Transcribe the listing below verbatim, reproducing every line without alteration.
====== RECORD LIST ======
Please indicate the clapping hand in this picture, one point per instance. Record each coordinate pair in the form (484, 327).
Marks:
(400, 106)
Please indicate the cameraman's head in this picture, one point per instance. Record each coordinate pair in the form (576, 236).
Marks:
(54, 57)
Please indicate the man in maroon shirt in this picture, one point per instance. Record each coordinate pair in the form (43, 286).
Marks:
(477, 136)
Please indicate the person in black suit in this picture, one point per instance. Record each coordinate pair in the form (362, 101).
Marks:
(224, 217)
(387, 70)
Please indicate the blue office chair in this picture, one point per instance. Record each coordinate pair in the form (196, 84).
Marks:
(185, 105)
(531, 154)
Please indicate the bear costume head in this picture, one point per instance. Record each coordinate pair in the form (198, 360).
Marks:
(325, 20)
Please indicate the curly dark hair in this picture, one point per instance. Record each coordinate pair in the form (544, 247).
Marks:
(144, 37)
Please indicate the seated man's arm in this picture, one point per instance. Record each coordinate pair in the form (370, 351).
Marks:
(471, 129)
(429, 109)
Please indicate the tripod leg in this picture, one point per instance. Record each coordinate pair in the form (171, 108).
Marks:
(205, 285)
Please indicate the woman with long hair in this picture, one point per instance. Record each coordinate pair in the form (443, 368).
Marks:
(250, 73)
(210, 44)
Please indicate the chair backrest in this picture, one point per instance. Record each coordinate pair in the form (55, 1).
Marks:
======
▶ SOLUTION FOR THIS EXERCISE
Please indicate the clapping hand in this picture, one point per instance. Record each coordinate pair in the form (484, 327).
Marks:
(400, 106)
Please indicate the cameraman's head in this picture, one point per instance. Record each coordinate pair in the form (576, 236).
Marks:
(54, 57)
Please indicate the man in maroon shirt in this picture, one point per instance. Record each coordinate pair in the form (43, 286).
Marks:
(477, 136)
Please indicate the person in black suit in this picture, one point per instance. Record each coordinate pair in the form (362, 101).
Marks:
(224, 217)
(387, 70)
Please indicate the blue office chair in this picture, one point per instance. Record each coordinate pair in the form (196, 84).
Marks:
(185, 105)
(531, 154)
Please indicate the bear costume head in this picture, one point per instance. Record each coordinate pair in the form (198, 360).
Marks:
(325, 20)
Please indicate the curly dark hair in this picture, one point per instance. Record each coordinate pair in the form (544, 247).
Marks:
(144, 37)
Please indicate the seated man's arm in this picture, one point per instance. Record each coordinate pair in the form (370, 351).
Marks:
(471, 129)
(429, 109)
Please indicate the tripod leg in this picture, one point per instance. Record each coordinate pair in the form (171, 108).
Marks:
(205, 285)
Please indicate the woman with long hair in this picture, one point per instance. Record each coordinate pair in the form (443, 368).
Marks:
(250, 73)
(210, 44)
Please indicate the chair backrest in this picture, one point per instance. Record each coordinate pair in the form (55, 1).
Marks:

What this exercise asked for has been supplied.